Your instructions
Wherever a line in the material contains the word "carafe", copy that line.

=== Begin Enclosure ===

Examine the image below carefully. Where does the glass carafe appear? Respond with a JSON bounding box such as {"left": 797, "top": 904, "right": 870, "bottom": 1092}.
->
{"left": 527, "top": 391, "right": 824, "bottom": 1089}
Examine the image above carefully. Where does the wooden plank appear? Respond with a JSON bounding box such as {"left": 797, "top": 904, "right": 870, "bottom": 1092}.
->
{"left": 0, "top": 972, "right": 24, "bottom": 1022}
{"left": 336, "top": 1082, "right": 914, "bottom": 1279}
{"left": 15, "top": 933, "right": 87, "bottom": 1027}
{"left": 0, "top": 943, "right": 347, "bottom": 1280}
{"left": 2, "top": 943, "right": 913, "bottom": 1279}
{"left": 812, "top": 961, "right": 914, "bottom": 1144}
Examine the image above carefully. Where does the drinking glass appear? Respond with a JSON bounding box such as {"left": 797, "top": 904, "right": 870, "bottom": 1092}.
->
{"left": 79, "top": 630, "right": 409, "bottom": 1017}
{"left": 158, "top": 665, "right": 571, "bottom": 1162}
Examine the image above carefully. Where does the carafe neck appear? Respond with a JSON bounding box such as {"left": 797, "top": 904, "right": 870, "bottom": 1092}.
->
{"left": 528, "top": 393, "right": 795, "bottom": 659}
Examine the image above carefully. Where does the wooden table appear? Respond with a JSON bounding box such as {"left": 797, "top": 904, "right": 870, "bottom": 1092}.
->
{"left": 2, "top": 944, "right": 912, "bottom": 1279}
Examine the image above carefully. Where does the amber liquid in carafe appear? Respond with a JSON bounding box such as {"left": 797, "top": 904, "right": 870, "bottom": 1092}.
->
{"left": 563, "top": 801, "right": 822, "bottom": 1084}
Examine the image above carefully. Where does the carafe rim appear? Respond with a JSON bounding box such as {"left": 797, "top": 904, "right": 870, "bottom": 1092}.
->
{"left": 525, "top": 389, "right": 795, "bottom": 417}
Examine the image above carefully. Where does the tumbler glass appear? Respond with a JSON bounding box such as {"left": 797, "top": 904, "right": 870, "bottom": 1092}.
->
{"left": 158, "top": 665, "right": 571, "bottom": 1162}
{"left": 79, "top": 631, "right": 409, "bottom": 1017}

=== End Enclosure ===

Solved exercise
Examine the image below carefully. Where does the glass carafe appear? Respond with a JSON bounding box such as {"left": 797, "top": 904, "right": 870, "bottom": 1092}.
Examine the image above carefully. Where does the carafe neck appear? Respond with a JSON bounding box such as {"left": 797, "top": 904, "right": 870, "bottom": 1092}.
Examine the image above carefully. Where does the amber liquid in carafe appear? Respond with a JSON bounding box such as {"left": 797, "top": 904, "right": 870, "bottom": 1092}.
Examine the image above carefully. Where does the carafe rim appear? Respond with a JSON bounding box such as {"left": 797, "top": 904, "right": 870, "bottom": 1092}.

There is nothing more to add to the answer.